> _SOURCE DOCUMENT_:
# # # # #

# What should I call it???



## rjs (Apr 7, 2005)

I just finished a small project. It is a Linear Press---Bow Vise---Draw Board---Hooter Shooter all in one. I need a name for it. Thoughts??


----------



## Big Eazy (Mar 12, 2007)

The "Do All"


----------



## w7xit (Mar 24, 2009)

( All in 1 Master Press ) Congrats. Thats a sweet looking setup. :darkbeer::darkbeer: Have a couple on me. Let us know how it works out for you. Good luck.


----------



## cricman (Jul 27, 2009)

If you get them made and sold at a competitive price, you can call it "Early Retirement"!


It looks very nice.

cricman


----------



## Unk Bond (Aug 1, 2004)

Ominous :wink:


----------



## rjs (Apr 7, 2005)

Thanks for the kind words. I like the name "Do All", but it reminds me of my younger, "on the prowl days":wink:

I really like the "Early Retirement" name. What do you think they would sell for??


----------



## fliowa (Aug 10, 2007)

"The Bow Badger" I'll take ten percent of your earnings from now on!


----------



## Unk Bond (Aug 1, 2004)

Unk Bond said:


> Ominous :wink:


Ominous ] means dose a little bit of every thing. :wink:


----------



## wsbark01 (Feb 26, 2009)

The Hootin' Shootn' Press!


----------



## CarolIntruder (Nov 16, 2007)

# # # # #

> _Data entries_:
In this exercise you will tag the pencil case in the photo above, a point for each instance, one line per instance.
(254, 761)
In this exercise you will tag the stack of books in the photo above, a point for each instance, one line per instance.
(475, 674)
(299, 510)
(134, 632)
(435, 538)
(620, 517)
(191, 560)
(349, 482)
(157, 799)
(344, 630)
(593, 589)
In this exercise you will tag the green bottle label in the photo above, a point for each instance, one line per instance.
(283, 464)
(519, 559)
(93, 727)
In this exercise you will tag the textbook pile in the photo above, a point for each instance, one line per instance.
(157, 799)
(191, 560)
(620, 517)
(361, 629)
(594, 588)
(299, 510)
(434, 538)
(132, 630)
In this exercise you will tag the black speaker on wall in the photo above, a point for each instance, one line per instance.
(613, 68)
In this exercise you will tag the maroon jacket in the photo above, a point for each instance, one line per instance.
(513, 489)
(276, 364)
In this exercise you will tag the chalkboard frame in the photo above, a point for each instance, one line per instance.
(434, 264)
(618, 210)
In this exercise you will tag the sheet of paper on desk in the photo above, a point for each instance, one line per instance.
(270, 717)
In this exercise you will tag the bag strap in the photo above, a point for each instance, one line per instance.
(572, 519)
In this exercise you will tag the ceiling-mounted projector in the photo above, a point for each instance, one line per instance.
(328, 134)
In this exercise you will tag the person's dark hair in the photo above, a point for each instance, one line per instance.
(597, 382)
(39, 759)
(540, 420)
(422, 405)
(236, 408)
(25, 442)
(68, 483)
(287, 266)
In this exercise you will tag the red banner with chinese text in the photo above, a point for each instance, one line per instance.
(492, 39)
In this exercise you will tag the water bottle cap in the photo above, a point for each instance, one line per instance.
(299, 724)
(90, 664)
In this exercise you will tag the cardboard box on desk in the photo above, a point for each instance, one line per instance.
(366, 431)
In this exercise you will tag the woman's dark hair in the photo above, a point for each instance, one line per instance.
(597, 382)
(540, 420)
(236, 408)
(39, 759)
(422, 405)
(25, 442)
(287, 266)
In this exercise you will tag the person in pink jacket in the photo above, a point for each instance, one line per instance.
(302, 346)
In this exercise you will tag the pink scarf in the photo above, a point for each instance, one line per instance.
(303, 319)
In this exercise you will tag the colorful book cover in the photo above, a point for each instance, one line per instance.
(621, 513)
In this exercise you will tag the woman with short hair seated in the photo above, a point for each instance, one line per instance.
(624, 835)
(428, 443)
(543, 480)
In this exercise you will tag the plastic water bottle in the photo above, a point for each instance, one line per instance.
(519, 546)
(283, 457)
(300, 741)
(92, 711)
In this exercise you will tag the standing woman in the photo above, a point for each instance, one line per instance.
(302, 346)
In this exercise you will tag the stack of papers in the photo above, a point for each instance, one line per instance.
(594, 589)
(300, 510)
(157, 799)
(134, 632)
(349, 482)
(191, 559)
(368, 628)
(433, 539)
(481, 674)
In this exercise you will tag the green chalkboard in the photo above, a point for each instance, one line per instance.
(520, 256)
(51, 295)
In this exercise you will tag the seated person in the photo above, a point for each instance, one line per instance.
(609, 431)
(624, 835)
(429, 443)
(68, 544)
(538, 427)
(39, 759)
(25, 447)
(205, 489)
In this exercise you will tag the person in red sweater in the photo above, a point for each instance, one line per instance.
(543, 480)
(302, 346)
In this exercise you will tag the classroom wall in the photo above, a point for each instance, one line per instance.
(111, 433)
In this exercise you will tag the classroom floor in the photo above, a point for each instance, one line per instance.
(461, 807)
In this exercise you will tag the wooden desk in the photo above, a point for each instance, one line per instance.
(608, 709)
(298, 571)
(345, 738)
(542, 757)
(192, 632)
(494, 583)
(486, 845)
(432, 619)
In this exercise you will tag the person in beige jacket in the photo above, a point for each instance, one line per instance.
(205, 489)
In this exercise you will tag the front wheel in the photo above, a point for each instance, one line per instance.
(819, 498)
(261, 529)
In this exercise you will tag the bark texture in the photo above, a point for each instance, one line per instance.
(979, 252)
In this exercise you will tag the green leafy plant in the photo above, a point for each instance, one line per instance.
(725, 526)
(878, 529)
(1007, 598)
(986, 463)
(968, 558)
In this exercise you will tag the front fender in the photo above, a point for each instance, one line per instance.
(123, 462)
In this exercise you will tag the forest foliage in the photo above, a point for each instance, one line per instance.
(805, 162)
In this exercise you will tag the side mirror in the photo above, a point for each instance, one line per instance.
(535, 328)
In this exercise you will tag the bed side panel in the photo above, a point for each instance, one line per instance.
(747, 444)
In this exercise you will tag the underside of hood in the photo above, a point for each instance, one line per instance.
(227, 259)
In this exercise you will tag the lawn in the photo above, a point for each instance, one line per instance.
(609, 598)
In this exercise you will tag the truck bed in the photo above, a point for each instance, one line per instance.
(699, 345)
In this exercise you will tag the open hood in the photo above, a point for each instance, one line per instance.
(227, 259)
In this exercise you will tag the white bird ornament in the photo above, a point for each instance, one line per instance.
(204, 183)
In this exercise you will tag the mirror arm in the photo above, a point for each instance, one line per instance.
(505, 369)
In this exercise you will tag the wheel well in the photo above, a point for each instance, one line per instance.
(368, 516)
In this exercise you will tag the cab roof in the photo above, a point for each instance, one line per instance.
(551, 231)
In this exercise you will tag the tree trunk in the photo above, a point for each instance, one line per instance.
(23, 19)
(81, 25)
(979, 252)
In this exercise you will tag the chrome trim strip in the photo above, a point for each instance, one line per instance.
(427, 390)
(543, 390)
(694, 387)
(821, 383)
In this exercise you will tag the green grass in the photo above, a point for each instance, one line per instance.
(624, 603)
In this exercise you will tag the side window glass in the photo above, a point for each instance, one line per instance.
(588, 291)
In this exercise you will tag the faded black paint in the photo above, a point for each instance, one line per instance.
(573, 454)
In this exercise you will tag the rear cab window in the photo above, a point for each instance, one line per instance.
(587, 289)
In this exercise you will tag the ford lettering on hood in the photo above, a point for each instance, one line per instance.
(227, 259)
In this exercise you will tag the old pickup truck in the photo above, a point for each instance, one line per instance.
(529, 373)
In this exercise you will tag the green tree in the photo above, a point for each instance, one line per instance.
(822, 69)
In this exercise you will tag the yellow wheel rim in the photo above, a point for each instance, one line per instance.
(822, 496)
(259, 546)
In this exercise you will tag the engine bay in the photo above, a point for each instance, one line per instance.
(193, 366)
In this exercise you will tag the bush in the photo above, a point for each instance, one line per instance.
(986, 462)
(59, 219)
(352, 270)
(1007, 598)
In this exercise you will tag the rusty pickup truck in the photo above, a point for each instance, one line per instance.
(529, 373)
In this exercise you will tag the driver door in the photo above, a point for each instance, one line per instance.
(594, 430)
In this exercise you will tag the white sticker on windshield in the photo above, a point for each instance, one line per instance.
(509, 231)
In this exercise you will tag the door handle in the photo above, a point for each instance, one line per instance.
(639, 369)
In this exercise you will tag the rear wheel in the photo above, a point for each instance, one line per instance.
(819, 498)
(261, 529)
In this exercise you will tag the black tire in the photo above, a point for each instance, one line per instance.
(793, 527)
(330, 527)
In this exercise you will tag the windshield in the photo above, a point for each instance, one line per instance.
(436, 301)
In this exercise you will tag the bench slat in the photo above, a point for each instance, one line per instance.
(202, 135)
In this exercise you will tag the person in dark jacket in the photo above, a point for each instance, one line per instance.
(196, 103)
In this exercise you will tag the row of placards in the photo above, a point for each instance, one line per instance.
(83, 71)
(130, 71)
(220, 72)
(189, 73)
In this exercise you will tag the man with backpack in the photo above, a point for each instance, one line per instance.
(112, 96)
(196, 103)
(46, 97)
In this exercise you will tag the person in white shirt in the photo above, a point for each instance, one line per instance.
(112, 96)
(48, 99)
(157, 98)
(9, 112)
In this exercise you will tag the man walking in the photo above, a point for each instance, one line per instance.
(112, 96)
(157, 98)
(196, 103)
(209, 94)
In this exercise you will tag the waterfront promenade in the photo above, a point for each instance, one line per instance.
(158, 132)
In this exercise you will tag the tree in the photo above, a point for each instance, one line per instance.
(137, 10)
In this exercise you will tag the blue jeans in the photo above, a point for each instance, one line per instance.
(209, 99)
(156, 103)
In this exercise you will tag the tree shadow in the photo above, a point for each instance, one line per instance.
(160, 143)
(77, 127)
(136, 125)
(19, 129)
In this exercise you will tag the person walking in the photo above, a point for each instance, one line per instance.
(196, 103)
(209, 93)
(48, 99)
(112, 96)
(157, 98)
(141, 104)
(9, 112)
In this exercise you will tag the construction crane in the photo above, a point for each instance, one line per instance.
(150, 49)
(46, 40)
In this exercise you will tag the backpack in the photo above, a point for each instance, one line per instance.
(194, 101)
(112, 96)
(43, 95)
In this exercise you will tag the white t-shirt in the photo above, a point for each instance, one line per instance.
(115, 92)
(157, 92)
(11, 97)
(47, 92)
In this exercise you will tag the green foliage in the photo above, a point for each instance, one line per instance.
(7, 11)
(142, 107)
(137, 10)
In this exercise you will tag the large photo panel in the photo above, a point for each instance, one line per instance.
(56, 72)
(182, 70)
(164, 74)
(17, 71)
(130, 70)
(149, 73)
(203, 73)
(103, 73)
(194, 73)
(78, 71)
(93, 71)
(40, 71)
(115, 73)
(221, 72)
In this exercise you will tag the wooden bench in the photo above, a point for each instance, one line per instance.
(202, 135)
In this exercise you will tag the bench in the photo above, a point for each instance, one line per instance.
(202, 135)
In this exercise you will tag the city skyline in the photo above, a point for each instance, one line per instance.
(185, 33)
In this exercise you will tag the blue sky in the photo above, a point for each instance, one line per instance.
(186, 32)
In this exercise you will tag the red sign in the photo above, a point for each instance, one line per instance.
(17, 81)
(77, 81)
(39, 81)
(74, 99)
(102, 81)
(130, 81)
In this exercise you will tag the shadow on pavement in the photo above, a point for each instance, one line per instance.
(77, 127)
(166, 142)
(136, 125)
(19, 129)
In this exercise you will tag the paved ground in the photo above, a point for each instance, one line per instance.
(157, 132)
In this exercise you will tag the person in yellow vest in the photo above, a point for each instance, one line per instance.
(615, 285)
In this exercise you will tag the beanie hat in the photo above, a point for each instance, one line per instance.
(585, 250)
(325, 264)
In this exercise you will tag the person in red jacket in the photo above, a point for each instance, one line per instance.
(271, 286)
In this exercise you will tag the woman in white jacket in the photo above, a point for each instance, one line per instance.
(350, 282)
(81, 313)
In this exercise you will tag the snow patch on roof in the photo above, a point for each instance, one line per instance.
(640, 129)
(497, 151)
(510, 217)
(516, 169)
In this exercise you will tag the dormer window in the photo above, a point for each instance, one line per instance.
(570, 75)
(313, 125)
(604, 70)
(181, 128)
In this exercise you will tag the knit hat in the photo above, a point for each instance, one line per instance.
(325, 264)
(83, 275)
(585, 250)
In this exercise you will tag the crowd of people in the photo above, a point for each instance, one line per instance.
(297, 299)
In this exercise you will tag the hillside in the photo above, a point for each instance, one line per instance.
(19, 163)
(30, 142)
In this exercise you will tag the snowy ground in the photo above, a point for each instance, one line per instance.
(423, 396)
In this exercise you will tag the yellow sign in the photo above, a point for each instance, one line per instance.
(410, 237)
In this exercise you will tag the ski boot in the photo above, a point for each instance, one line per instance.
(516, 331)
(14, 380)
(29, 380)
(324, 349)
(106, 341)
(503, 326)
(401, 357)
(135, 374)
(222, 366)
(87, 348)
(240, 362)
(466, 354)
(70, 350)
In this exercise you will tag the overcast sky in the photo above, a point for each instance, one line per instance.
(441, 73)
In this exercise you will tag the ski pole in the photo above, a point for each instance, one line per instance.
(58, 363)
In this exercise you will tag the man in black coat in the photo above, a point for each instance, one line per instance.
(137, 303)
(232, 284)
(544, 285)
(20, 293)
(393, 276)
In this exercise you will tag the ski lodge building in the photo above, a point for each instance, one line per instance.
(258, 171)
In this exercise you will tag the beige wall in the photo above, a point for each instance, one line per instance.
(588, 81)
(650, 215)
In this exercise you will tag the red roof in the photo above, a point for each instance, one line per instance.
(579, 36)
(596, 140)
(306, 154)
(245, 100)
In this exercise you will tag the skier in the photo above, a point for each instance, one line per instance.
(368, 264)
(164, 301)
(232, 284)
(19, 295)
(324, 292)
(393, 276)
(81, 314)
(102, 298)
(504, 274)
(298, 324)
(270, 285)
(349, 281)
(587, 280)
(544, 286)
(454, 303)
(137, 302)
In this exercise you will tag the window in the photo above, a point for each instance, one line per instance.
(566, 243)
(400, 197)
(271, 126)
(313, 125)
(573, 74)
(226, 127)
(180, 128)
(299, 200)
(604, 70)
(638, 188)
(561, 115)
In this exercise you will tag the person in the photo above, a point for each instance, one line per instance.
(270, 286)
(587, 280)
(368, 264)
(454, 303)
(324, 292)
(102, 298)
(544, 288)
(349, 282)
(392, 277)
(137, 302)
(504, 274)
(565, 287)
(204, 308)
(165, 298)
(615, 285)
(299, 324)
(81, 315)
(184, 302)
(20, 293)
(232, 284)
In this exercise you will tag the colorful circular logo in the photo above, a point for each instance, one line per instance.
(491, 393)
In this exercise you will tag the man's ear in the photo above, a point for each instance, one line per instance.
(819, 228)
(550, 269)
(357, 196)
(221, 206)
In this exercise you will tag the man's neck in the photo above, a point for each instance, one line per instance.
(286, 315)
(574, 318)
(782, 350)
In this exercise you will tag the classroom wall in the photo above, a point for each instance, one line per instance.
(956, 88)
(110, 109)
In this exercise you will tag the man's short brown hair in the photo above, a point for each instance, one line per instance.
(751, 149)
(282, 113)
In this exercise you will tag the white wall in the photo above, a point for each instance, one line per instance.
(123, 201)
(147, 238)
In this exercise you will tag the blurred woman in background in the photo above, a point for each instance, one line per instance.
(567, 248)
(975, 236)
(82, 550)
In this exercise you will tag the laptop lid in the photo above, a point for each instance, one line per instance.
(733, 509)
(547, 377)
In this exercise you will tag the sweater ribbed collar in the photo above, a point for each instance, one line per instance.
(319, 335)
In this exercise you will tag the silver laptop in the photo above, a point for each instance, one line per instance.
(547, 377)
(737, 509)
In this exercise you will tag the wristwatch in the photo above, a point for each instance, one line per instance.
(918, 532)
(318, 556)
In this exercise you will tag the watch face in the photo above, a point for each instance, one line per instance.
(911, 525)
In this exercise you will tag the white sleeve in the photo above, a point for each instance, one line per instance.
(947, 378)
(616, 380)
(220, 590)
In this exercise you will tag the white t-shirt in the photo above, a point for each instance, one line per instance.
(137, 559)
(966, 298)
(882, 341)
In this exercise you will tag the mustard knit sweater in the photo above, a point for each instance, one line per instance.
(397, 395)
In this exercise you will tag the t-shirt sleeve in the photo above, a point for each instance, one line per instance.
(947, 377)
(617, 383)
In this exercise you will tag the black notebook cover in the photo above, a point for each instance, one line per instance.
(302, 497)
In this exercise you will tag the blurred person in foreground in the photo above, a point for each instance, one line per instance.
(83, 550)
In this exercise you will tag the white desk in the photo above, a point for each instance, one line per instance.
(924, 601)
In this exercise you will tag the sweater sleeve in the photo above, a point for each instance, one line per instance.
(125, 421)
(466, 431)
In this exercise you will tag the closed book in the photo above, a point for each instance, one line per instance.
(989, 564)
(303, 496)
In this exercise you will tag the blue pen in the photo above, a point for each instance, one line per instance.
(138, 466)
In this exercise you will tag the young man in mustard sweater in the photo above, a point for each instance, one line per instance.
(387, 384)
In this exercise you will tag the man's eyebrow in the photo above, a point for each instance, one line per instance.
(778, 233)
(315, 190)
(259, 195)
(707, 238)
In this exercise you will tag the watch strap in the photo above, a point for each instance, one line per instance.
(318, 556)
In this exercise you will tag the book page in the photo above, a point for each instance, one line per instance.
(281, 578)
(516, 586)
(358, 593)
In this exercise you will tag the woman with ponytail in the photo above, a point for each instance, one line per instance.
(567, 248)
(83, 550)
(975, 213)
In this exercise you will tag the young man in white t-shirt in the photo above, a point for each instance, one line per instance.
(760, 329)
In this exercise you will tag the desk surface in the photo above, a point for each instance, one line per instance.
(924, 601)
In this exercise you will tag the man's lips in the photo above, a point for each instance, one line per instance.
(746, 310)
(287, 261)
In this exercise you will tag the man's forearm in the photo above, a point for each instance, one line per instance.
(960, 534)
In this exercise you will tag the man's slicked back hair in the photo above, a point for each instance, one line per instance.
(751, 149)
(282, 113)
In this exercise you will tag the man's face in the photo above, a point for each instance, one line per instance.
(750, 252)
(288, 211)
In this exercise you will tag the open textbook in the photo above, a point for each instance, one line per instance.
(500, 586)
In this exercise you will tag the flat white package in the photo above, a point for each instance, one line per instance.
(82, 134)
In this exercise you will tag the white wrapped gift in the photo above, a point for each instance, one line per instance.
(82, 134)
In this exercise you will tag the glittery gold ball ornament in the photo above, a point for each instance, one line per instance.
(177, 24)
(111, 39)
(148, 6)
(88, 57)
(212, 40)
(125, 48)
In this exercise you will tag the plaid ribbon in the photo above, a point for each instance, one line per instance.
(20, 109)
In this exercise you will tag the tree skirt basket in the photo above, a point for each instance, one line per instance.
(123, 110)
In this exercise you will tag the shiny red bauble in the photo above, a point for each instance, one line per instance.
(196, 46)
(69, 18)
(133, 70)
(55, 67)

# # # # #

> _DIRECTIVE 1_: In the forum thread, which suggested name does rjs say he really likes?
> _DIRECTIVE 2_: Put the records into a numbered list, starting at the line that contains "In this exercise you will tag the watch strap" and ending at the last line of the records, with blank lines left out.
The forum thread and the records are unrelated pieces of material.

> _WRITTEN REPLY 1_: "Early Retirement"

> _WRITTEN REPLY 2_:
1. In this exercise you will tag the watch strap in the photo above, a point for each instance, one line per instance.
2. (318, 556)
3. In this exercise you will tag the book page in the photo above, a point for each instance, one line per instance.
4. (281, 578)
5. (516, 586)
6. (358, 593)
7. In this exercise you will tag the woman with ponytail in the photo above, a point for each instance, one line per instance.
8. (567, 248)
9. (83, 550)
10. (975, 213)
11. In this exercise you will tag the young man in white t-shirt in the photo above, a point for each instance, one line per instance.
12. (760, 329)
13. In this exercise you will tag the desk surface in the photo above, a point for each instance, one line per instance.
14. (924, 601)
15. In this exercise you will tag the man's lips in the photo above, a point for each instance, one line per instance.
16. (746, 310)
17. (287, 261)
18. In this exercise you will tag the man's forearm in the photo above, a point for each instance, one line per instance.
19. (960, 534)
20. In this exercise you will tag the man's slicked back hair in the photo above, a point for each instance, one line per instance.
21. (751, 149)
22. (282, 113)
23. In this exercise you will tag the man's face in the photo above, a point for each instance, one line per instance.
24. (750, 252)
25. (288, 211)
26. In this exercise you will tag the open textbook in the photo above, a point for each instance, one line per instance.
27. (500, 586)
28. In this exercise you will tag the flat white package in the photo above, a point for each instance, one line per instance.
29. (82, 134)
30. In this exercise you will tag the white wrapped gift in the photo above, a point for each instance, one line per instance.
31. (82, 134)
32. In this exercise you will tag the glittery gold ball ornament in the photo above, a point for each instance, one line per instance.
33. (177, 24)
34. (111, 39)
35. (148, 6)
36. (88, 57)
37. (212, 40)
38. (125, 48)
39. In this exercise you will tag the plaid ribbon in the photo above, a point for each instance, one line per instance.
40. (20, 109)
41. In this exercise you will tag the tree skirt basket in the photo above, a point for each instance, one line per instance.
42. (123, 110)
43. In this exercise you will tag the shiny red bauble in the photo above, a point for each instance, one line per instance.
44. (196, 46)
45. (69, 18)
46. (133, 70)
47. (55, 67)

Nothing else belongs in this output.